Switch "farm field" to "cultivated field" in everything from the line containing "3. What is the bounding box of the flowering" down through the end of the data, both ends included. Return only that stretch, with nothing else changed.

[Excerpt from a dataset]
------

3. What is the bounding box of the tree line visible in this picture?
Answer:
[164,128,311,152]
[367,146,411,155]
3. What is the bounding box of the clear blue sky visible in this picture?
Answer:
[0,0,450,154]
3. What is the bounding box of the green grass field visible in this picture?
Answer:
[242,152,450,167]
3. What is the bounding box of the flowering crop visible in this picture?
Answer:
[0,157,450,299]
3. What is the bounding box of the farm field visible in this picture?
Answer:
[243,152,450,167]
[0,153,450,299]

------

Final result ->
3. What is the bounding box of the flowering crop visible in this picture?
Answer:
[0,157,450,299]
3. What is the bounding box of the cultivated field visible in this picture?
Answer:
[243,152,450,167]
[0,153,450,299]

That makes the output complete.